AIM OF THE EXERCISE ▸ Transcribe each entry so that it matches the original exactly.

SUPPLIED DATA ▸
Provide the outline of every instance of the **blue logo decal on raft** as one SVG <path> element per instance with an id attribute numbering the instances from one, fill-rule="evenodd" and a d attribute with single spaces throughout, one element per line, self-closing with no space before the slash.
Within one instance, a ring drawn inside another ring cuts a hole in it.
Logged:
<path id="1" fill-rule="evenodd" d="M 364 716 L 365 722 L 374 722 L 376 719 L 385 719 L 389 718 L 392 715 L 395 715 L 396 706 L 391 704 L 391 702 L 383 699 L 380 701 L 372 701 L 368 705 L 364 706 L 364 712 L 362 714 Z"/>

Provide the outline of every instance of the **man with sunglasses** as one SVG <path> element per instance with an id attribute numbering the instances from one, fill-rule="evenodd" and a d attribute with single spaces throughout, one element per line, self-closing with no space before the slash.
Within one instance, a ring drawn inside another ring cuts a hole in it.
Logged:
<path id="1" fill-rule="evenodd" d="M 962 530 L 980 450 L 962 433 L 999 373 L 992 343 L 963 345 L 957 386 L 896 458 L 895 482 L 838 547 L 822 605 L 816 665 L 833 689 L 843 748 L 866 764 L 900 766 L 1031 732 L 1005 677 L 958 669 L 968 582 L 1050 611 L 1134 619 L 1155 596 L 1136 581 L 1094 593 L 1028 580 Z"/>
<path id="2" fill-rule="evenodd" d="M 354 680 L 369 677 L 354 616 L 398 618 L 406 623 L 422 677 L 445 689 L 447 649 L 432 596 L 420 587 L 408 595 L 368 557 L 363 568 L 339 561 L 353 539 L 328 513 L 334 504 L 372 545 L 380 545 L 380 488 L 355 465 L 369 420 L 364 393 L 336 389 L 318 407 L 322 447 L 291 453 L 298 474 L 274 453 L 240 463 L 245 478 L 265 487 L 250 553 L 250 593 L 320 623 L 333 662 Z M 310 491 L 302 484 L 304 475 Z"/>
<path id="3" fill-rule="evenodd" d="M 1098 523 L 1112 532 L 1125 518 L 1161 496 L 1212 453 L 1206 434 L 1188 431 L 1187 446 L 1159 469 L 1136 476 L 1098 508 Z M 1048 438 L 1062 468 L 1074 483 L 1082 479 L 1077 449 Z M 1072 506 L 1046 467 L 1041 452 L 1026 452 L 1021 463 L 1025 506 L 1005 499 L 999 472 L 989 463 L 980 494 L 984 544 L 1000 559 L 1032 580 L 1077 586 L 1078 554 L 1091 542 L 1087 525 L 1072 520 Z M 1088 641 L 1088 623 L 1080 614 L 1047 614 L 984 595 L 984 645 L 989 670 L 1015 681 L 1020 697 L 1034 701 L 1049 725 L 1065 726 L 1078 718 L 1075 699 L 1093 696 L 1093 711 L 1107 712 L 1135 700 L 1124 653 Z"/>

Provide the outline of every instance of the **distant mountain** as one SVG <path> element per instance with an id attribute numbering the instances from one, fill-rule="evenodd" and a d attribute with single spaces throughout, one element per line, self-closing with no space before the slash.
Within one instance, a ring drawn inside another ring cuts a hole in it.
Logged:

RESPONSE TO THIS EXERCISE ▸
Provide the outline of every instance of the **blue logo decal on raft** as one SVG <path> element per instance with an id attribute numbering the instances from one, fill-rule="evenodd" and a d attribute with single spaces throughout, one element per line, self-closing with no space before the slash.
Within one instance, a ring drawn inside another ring cuts a hole in it.
Logged:
<path id="1" fill-rule="evenodd" d="M 364 716 L 365 722 L 374 722 L 376 719 L 385 719 L 389 718 L 392 715 L 395 715 L 396 706 L 391 704 L 391 702 L 383 699 L 380 701 L 372 701 L 368 705 L 364 706 L 364 712 L 362 714 Z"/>

Provide the outline of every instance of the **man with sunglasses** as one SVG <path> element per instance with an id attribute numbering the instances from one, fill-rule="evenodd" and a d attribute with single spaces throughout, one element per line, self-closing with no space before the slash.
Within one instance, a ring drawn inside another ring cuts a hole in it.
Logged:
<path id="1" fill-rule="evenodd" d="M 962 530 L 980 450 L 962 433 L 999 373 L 992 343 L 963 345 L 957 386 L 896 458 L 895 482 L 838 547 L 822 605 L 816 665 L 833 689 L 843 748 L 866 764 L 900 766 L 1031 732 L 1005 677 L 958 669 L 968 582 L 1050 611 L 1134 619 L 1155 596 L 1136 581 L 1094 593 L 1028 580 Z"/>
<path id="2" fill-rule="evenodd" d="M 354 680 L 369 677 L 354 616 L 398 618 L 406 623 L 422 677 L 445 689 L 447 649 L 432 596 L 420 587 L 408 595 L 368 557 L 363 568 L 339 561 L 353 539 L 328 513 L 334 504 L 372 545 L 380 545 L 380 488 L 355 465 L 369 420 L 364 393 L 336 389 L 318 407 L 322 447 L 291 453 L 298 474 L 274 453 L 240 463 L 245 478 L 265 487 L 250 553 L 250 593 L 320 623 L 333 662 Z M 310 491 L 302 484 L 304 475 Z"/>
<path id="3" fill-rule="evenodd" d="M 1098 523 L 1112 532 L 1125 518 L 1161 496 L 1212 453 L 1206 434 L 1188 431 L 1187 446 L 1159 469 L 1136 476 L 1098 508 Z M 1048 438 L 1062 468 L 1074 483 L 1082 479 L 1077 449 Z M 1072 506 L 1046 467 L 1041 452 L 1026 452 L 1021 463 L 1025 506 L 1005 499 L 999 472 L 989 463 L 980 494 L 984 544 L 1000 559 L 1032 580 L 1077 586 L 1078 554 L 1091 542 L 1087 525 L 1072 520 Z M 1088 641 L 1088 623 L 1080 614 L 1047 614 L 984 595 L 984 645 L 989 670 L 1015 681 L 1020 697 L 1034 701 L 1049 725 L 1065 726 L 1078 718 L 1075 699 L 1093 696 L 1093 711 L 1107 712 L 1135 700 L 1124 653 Z"/>

Provide the outline of every instance of the **distant mountain** as one SVG <path> element per instance with an id attribute numbering the instances from one, fill-rule="evenodd" and a d attribute with single spaces throughout, one element per line, self-closing with no space before the slash.
Within one instance, a ring drawn inside another ring cuts a hole in it.
Logged:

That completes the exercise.